**AIM OF THE TASK**
Find every line in the material below that contains the word "gray", matching case exactly, and copy each of those lines out in full.

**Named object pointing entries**
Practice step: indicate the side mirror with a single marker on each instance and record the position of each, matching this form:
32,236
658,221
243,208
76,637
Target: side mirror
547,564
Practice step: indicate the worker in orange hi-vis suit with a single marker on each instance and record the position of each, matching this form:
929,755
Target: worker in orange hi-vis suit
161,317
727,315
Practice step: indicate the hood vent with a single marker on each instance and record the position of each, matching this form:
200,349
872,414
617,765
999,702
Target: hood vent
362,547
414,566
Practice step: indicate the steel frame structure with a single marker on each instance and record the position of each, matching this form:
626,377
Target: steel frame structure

* * *

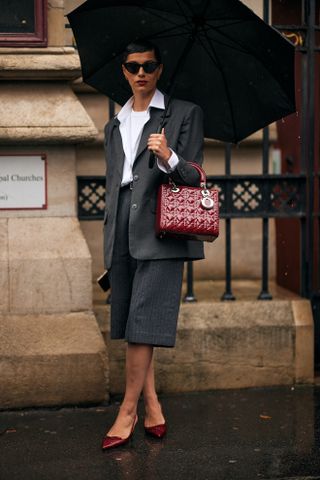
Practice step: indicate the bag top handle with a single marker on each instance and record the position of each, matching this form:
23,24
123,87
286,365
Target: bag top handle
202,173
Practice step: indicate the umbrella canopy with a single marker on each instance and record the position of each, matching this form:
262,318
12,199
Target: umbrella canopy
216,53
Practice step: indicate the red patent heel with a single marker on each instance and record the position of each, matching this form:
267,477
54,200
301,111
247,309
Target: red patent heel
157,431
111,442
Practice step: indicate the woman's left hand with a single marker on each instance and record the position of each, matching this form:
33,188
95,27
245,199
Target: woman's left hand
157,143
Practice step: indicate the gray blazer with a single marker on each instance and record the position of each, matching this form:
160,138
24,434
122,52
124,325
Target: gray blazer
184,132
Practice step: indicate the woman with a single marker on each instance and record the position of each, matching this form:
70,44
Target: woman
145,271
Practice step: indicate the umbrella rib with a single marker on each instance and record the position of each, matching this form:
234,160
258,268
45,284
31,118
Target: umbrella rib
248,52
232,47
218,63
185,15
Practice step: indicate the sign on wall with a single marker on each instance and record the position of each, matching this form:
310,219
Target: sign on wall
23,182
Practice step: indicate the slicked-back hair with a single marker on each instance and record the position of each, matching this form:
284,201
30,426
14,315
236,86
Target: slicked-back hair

**TASK RESULT**
Practice step: indicate the gray blazer with a single marker on each instance and record the position of each, matching this form:
Target: gray blazer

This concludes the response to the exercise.